原文:
☆ ☆ ☆
通過分區(Partition)提升MySQL性能(二)

From:http://hi.baidu.com/zhangguanshi/blog/item/9ff5a1eb303927dbd439c925.html
= 初步結論 =

  • 分區和未分區佔用文件空間大致相同 (數據和索引文件)
  • 如果查詢語句中有未建立索引字段,分區時間遠遠優於未分區時間
  • 如果查詢語句中字段建立了索引,分區和未分區的差別縮小,分區略優於未分區。


= 最終結論 =

  • 對於大數據量,建議使用分區功能。
  • 去除不必要的字段
  • 根據手冊, 增加 myisam_max_sort_file_size 會增加分區性能

分區命令詳解

    1. RANGE 類型
CREATE TABLE users (
       uid INT UNSIGNED NOT NULL AUTO_INCREMENT PRIMARY KEY,
       name VARCHAR(30) NOT NULL DEFAULT '',
       email VARCHAR(30) NOT NULL DEFAULT ''
)
PARTITION BY RANGE (uid) (
       PARTITION p0 VALUES LESS THAN (3000000)
       DATA DIRECTORY = '/data0/data'
       INDEX DIRECTORY = '/data1/idx',
       PARTITION p1 VALUES LESS THAN (6000000)
       DATA DIRECTORY = '/data2/data'
       INDEX DIRECTORY = '/data3/idx',
       PARTITION p2 VALUES LESS THAN (9000000)
☆ ☆ ☆
材料:
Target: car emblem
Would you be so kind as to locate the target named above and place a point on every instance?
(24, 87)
☆ ☆ ☆
題目 1:
根據原文,判斷以下各項是否與原文相符,逐項回答「是」或「否」,並原樣引用起決定作用的原文字句:(a) 分區和未分區佔用的文件空間大致相同;(b) 查詢語句中的字段建立索引後,未分區略優於分區;(c) 分區 p0 的索引目錄為 /data1/idx。
題目 2:
將原文中的這句譯成英文:「如果查詢語句中有未建立索引字段,分區時間遠遠優於未分區時間」。
題目 3:
返回原文中從“PARTITION BY RANGE”開始、到“LESS THAN (6000000)”結束的部分,一字不改。
這裡用不到上述材料。

完整解答 1:
(a) 是。「分區和未分區佔用文件空間大致相同」
(b) 否。「分區和未分區的差別縮小,分區略優於未分區」
(c) 是。「INDEX DIRECTORY = '/data1/idx'」

完整解答 2:
If the query statement contains fields that are not indexed, the query time with partitioning is far better than without partitioning.

完整解答 3:
PARTITION BY RANGE (uid) (
       PARTITION p0 VALUES LESS THAN (3000000)
       DATA DIRECTORY = '/data0/data'
       INDEX DIRECTORY = '/data1/idx',
       PARTITION p1 VALUES LESS THAN (6000000)